Quote the text below on Greeley without changes, beginning at the words "Horace Greeley had" and stopping after "and Karl Marx.".

Extracted text —
-- Opening Marker --
Horace Greeley had supported a rural commune known as the Sylvania Association, then located within the township's current boundaries. The commune, for which Horace Greeley served as Treasurer, had attempted to structure itself in accordance with the radical ideas of Albert Brisbane, who briefly studied Charles Fourier and Karl Marx.

The association purchased 3200 acre from Mahlon Godley Sr. in 1842. It subsequently built a small saw mill, two small two-story houses, and a small barn. Only the foundation of the mill remains with some of the walls exceeding twenty feet in height. The old mill wall still stands alongside a stream that still flows through the township. It can still be seen near a historical state marker along what is now the junction of Routes 434 and 590. The association eventually failed, in 1845, because the members, unaccustomed to wilderness, failed to plant and harvest sufficient crops.

==Today==

Although Greeley remains a mostly rural, mountainous location between the somewhat more cosmopolitan towns of Hawley and Milford, Greeley attracts second home owners drawn to its scenery and quiet lifestyle. Route 590, which runs through the town, is a popular route for motorcycle enthusiasts on their way from nearby Lake Wallenpaupack to the Delaware River, which lies approximately three miles down the road. U.S. Route 6 also runs through the Greeley.

On July 1, 2013, the Kahr Arms company announced that it was leaving New York state because of New York's Secure Ammunition and Firearms Enforcement Act (NY SAFE Act) of 2013. Kahr purchased 620 acres near Greeley in Blooming Grove Township, Pike County, Pennsylvania, and said it would move its corporate staff after building offices in 2014 with plans to build a new factory by 2019.
-- Closing Marker --
Dataset entries —
-- Opening Marker --
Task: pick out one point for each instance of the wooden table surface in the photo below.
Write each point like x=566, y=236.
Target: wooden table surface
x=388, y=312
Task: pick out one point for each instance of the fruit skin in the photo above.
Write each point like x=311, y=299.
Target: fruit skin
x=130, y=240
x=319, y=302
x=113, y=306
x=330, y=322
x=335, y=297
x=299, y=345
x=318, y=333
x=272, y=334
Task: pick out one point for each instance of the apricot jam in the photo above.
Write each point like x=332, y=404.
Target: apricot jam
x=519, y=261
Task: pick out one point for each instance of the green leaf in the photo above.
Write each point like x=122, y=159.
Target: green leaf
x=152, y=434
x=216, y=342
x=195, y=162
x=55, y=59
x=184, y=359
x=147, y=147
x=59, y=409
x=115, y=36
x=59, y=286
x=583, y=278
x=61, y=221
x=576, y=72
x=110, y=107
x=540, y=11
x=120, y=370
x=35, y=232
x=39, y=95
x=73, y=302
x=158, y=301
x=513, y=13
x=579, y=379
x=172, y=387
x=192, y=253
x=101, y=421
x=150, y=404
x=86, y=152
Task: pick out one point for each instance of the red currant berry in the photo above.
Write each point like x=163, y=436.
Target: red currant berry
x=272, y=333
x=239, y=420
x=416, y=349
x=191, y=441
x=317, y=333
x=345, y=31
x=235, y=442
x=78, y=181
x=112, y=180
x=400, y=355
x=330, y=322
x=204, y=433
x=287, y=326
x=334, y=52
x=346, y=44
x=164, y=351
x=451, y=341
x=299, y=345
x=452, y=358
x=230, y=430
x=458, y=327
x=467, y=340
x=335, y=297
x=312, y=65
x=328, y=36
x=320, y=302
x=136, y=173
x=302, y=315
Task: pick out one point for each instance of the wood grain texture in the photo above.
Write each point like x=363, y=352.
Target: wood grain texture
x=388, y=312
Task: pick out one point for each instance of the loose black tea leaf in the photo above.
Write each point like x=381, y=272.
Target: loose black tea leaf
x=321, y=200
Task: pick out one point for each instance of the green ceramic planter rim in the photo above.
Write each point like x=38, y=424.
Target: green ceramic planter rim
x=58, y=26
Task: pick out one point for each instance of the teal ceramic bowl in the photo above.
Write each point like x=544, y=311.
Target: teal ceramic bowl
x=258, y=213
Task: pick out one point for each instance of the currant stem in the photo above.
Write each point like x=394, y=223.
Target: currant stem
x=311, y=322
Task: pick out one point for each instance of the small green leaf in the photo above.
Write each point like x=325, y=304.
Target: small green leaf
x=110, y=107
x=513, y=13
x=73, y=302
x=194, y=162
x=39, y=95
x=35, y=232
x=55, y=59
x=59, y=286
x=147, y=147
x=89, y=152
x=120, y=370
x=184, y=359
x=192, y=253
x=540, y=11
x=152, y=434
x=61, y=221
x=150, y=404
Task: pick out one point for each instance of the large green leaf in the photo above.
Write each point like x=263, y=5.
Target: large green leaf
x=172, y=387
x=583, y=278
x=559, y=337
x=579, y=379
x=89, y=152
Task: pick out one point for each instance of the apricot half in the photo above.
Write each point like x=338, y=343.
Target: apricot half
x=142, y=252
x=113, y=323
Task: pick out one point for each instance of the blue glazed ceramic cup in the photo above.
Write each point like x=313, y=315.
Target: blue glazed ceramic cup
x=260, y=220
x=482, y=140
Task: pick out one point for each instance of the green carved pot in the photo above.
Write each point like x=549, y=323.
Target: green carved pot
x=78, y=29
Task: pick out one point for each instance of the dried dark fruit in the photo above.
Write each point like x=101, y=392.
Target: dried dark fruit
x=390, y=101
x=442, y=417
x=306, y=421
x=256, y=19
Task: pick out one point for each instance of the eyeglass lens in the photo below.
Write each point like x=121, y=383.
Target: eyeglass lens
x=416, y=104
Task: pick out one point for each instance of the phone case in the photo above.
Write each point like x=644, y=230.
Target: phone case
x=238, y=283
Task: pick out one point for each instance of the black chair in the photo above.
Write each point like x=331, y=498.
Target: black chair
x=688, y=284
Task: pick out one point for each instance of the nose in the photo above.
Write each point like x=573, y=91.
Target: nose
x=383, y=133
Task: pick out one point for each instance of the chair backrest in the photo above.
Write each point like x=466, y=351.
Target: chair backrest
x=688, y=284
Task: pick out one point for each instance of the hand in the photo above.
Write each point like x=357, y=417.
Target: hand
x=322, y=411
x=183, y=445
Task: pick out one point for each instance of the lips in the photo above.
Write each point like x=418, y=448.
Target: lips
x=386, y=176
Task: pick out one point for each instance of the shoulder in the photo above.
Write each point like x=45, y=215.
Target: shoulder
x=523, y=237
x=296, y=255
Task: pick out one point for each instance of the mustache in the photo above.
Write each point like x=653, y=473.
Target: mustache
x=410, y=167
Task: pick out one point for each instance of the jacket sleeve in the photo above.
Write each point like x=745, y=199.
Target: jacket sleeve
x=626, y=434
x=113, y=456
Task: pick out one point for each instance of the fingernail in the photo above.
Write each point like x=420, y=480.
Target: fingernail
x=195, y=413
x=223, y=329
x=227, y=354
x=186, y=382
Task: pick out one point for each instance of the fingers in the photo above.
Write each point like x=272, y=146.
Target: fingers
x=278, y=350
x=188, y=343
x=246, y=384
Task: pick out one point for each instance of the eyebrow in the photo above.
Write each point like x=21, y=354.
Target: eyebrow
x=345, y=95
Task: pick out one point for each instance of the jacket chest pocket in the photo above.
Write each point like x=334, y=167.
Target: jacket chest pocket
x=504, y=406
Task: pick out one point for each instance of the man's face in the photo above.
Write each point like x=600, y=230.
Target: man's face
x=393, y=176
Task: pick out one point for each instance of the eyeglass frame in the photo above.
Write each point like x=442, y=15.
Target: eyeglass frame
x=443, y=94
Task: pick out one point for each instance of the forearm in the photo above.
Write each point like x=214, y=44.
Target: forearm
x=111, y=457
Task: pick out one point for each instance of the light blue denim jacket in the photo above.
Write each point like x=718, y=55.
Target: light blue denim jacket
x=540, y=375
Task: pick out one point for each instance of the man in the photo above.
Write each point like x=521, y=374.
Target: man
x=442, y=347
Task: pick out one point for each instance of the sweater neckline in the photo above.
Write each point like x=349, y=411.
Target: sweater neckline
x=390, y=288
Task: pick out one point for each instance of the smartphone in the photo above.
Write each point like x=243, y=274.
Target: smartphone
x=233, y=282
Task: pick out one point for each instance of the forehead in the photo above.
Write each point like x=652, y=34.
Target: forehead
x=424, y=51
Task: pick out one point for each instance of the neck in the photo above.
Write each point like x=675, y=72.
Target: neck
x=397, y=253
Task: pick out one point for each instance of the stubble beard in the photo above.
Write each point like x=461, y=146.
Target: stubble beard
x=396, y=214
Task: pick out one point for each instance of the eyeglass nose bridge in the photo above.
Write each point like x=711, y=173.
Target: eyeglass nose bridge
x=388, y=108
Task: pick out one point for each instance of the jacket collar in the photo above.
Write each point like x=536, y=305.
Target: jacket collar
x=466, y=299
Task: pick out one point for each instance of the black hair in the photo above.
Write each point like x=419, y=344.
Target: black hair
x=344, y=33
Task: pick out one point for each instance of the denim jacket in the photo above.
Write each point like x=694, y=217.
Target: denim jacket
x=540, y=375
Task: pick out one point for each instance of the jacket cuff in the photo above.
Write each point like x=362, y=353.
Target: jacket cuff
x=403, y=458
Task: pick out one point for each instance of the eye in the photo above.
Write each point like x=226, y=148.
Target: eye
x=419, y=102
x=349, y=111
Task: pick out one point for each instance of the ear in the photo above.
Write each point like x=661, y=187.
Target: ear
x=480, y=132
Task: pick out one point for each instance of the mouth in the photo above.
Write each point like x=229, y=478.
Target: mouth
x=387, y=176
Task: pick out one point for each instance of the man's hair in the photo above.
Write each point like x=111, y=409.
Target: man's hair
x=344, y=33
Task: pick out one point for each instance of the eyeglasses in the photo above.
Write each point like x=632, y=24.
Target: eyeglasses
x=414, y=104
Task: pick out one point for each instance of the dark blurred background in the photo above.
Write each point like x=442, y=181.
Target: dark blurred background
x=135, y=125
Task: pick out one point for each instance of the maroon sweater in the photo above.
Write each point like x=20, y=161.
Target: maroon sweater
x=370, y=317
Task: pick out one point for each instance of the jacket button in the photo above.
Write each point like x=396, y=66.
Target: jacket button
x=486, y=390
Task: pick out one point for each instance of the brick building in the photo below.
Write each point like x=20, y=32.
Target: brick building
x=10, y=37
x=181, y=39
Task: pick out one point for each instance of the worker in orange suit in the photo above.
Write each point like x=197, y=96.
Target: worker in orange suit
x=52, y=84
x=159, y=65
-- Closing Marker --
Answer for the task —
Horace Greeley had supported a rural commune known as the Sylvania Association, then located within the township's current boundaries. The commune, for which Horace Greeley served as Treasurer, had attempted to structure itself in accordance with the radical ideas of Albert Brisbane, who briefly studied Charles Fourier and Karl Marx.